(Your assignment): If a line appears in the data below, it must appear in your answer exactly as given.

(Source material):
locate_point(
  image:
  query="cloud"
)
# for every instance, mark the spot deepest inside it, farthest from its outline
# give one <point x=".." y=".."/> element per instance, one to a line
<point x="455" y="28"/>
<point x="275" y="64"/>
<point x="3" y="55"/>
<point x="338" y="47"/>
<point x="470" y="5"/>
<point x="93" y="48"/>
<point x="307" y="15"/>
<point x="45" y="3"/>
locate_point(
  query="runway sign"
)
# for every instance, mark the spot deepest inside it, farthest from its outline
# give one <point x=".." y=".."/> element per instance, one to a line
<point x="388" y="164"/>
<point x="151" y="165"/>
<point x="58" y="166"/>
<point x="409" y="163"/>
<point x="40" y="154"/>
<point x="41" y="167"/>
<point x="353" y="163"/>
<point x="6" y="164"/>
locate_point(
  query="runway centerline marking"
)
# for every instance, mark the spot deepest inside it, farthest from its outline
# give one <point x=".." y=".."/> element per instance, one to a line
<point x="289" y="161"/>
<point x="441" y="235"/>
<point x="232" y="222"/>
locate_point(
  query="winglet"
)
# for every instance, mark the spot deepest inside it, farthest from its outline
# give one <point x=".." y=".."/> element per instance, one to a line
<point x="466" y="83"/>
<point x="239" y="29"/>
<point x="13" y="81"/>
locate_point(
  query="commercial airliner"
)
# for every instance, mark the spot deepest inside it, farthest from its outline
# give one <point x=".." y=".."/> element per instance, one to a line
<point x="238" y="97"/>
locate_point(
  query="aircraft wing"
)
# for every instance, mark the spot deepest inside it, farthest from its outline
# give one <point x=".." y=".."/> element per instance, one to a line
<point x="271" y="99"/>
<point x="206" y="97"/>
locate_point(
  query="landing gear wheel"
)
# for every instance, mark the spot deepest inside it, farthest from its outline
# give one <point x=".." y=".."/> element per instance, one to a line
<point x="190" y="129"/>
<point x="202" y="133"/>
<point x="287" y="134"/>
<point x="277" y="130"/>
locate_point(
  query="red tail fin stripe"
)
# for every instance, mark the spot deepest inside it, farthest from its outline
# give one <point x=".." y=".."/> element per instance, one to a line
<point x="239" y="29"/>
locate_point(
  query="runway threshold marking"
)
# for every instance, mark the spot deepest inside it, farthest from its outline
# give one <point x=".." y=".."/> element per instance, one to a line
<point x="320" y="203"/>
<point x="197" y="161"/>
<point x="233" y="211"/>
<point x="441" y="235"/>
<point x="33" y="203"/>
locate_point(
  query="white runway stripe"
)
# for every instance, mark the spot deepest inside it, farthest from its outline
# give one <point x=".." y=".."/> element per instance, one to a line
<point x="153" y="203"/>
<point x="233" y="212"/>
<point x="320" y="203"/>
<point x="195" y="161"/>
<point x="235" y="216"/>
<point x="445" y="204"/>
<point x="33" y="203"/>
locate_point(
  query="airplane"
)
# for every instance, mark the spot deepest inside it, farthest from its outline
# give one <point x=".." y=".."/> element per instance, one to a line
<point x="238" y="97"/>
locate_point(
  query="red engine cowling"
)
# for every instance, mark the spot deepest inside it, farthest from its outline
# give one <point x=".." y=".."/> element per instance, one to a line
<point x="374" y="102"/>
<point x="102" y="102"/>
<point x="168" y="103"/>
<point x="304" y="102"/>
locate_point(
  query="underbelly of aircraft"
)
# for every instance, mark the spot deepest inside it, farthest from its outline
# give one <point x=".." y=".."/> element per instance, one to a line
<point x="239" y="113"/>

(Solution to this problem):
locate_point(
  image:
  query="cloud"
)
# for every instance, mark the spot deepest inside it, farthest from its outline
# give one <point x=".." y=".."/> element per instance, one to a line
<point x="455" y="28"/>
<point x="275" y="64"/>
<point x="3" y="55"/>
<point x="338" y="47"/>
<point x="470" y="5"/>
<point x="93" y="48"/>
<point x="307" y="15"/>
<point x="45" y="3"/>
locate_point(
  query="runway sign"
)
# for every instance, mark the spot deepest inside it, farthest from its outline
# give one <point x=".." y=".."/> element per instance, one to a line
<point x="388" y="164"/>
<point x="151" y="165"/>
<point x="58" y="166"/>
<point x="409" y="163"/>
<point x="40" y="154"/>
<point x="41" y="167"/>
<point x="353" y="163"/>
<point x="6" y="164"/>
locate_point(
  query="runway centerline marking"
)
# for every instance, mark the spot deepest inside it, farthest from its outline
# give one <point x=".." y=".."/> element per instance, one to a line
<point x="289" y="161"/>
<point x="441" y="235"/>
<point x="232" y="222"/>
locate_point(
  query="winglet"
)
# for every instance, mark the spot deepest inside it, farthest from its outline
# give one <point x=".." y=".."/> element per instance, one to a line
<point x="466" y="83"/>
<point x="239" y="29"/>
<point x="13" y="81"/>
locate_point(
  query="commercial airliner"
)
# for every instance, mark the spot deepest inside it, farthest from its outline
# give one <point x=".." y=".."/> element per instance, one to a line
<point x="238" y="97"/>
locate_point(
  query="aircraft wing"
)
# for every instance, mark the spot deepest inside it, farthest from its outline
# give one <point x=".." y=".."/> element per instance, one to a line
<point x="271" y="99"/>
<point x="206" y="97"/>
locate_point(
  query="landing gear wheel"
)
# for every instance, mark the spot deepest inside it, farthest from its outline
# give one <point x=".." y=".."/> element per instance, one to a line
<point x="190" y="129"/>
<point x="202" y="133"/>
<point x="287" y="134"/>
<point x="277" y="130"/>
locate_point(
  query="red tail fin stripe"
)
# for every instance, mark the spot deepest inside it, farthest from its outline
# give one <point x=".." y=".."/> element per instance, one to a line
<point x="239" y="29"/>
locate_point(
  query="runway threshold marking"
)
# for every instance, mark the spot deepest inside it, farthest from its outline
# give one <point x=".." y=".."/> element per instance, one to a line
<point x="320" y="203"/>
<point x="197" y="161"/>
<point x="233" y="211"/>
<point x="441" y="235"/>
<point x="33" y="203"/>
locate_point(
  query="white runway stripe"
)
# for every instance, mark the spot deepest inside it, farthest from its outline
# give one <point x=".." y=".."/> element per instance, one to a line
<point x="153" y="203"/>
<point x="233" y="212"/>
<point x="320" y="203"/>
<point x="195" y="161"/>
<point x="235" y="216"/>
<point x="445" y="204"/>
<point x="33" y="203"/>
locate_point(
  query="airplane"
)
# for every instance, mark the spot deepest inside it, farthest from its outline
# give one <point x=".." y=".."/> element per instance, one to a line
<point x="238" y="97"/>
locate_point(
  query="red engine cowling"
)
# for every instance, mark the spot deepest inside it, farthest from its outline
# give one <point x=".." y=".."/> element per instance, one to a line
<point x="374" y="102"/>
<point x="102" y="102"/>
<point x="168" y="103"/>
<point x="304" y="102"/>
locate_point(
  query="underbelly of aircraft"
)
# for every instance, mark the spot deepest inside it, farthest from its outline
# give one <point x=".." y=".."/> element per instance, one to a line
<point x="239" y="113"/>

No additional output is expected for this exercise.